Nardone Automotive’s modern interpretation of Porsche’s original grand tourer features carbon-composite bodywork and a 294kW V8.
A French start-up has unveiled its reimagining of the Porsche 928 sports car, which the company says will go on sale in 2024.
Nardone Automotive has taken Porsche’s iconic 1970s grand tourer and applied a modern technological lens to bring it into the 21st century.
The Porsche 928 was originally designed as a replacement for the now-iconic Porsche 911. In production from 1978 to 1995, the 928 was powered by a succession of naturally-aspirated V8 engines starting with the original’s 4.5-litre unit.
By the time production wound down almost two decades later, displacement had grown to 5.4 litres. Around 61,000 of Porsche’s take on the grand tourer were produced.
Now, Nardone Automotive has applied the modern blowtorch to Wolfgang Mobius’ original design with bodywork constructed almost entirely of carbon composite. Pop-up headlights adorn the front, while massively flared rear guards blend into a light bar out back that not only serves as a nod to the original, but remains true to Porsche’s current design philosophy.
The forged 18-inch alloy wheels also pay homage to the original’s 16-inch gullideckel (manhole cover) rims. The new wheels wear the latest Michelin Pilot Sport 5 tyres.

#### [MATERIAL]
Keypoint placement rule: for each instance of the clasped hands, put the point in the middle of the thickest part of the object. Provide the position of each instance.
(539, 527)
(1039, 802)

#### [WHAT IS NEEDED]
Write what comes next in the article on Nardone Automotive's Porsche 928, picking up right after its final sentence. The listing comes from a source unrelated to the article on Nardone Automotive's Porsche 928.

#### [RIGHT ANSWER]
Under the bonnet, Nardone has kept the original’s formula with a naturally-aspirated V8 with a target output of 294kW. That’s 37kW more than the last 928 GTS to roll off the production line in 1995 and an astonishing 117kW more than the original 928 from 1978.
The engine is managed by modern ECU (engine control unit) and is mated to the original 928’s five-speed manual gearbox, albeit modified to a six-speed manual with a limited-slip differential.
Underneath are newly-designed front and rear axles and electronically-controlled adaptive dampers, complemented by upgraded brakes and adaptive electric power steering.
The cabin has been given a modern overhaul with a dashboard designed to incorporate contemporary technologies. A brushed aluminium centre console houses a re-skinned version of Porsche’s Communication Management (PCM) media system, designed specifically for retro-fitting into older models.
Apple CarPlay, displayed on a discreet screen, is standard as is a premium sound system.
The seat design is classic Porsche while the interior has been trimmed in a blend of Foglizzo leather and Alcantara.
The car was revealed to the public at last week’s Milan Design Week before heading to the Goodwood Festival of Speed in the UK later this month.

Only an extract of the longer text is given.